#### Supplied information:
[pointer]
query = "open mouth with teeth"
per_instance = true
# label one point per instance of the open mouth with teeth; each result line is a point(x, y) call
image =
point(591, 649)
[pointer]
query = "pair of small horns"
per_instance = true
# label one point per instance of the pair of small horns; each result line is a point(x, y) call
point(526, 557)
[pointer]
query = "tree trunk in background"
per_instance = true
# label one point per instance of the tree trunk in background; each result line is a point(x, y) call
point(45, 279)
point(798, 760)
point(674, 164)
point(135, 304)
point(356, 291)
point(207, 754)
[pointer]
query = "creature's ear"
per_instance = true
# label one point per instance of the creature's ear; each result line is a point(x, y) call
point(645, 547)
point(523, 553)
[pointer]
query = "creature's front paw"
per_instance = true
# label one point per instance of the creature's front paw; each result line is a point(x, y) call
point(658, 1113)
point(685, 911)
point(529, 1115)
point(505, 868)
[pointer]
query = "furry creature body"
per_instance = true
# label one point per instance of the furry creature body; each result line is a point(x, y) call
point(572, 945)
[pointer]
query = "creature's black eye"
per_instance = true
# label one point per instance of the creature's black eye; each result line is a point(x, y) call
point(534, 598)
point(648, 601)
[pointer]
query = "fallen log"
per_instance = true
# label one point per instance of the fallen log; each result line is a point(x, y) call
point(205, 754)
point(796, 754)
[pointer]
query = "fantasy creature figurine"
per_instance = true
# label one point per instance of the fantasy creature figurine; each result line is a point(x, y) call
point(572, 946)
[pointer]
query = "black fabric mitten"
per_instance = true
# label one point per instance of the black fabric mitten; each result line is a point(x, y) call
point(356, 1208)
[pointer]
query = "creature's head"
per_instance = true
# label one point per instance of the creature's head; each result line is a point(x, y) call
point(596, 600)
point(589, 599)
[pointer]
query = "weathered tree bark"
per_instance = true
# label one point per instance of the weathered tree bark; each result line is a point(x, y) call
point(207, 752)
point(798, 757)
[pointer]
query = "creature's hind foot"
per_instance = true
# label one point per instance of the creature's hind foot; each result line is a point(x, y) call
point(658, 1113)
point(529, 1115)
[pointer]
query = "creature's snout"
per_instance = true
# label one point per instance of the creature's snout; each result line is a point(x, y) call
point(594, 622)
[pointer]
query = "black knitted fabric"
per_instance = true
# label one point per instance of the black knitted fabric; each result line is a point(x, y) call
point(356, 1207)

#### Directions:
Pick out and copy each line of the material above that contains the word "weathered".

#### Solved problem:
query = "weathered tree bark"
# label one point per instance of the weathered tree bark; each result line is a point(x, y) call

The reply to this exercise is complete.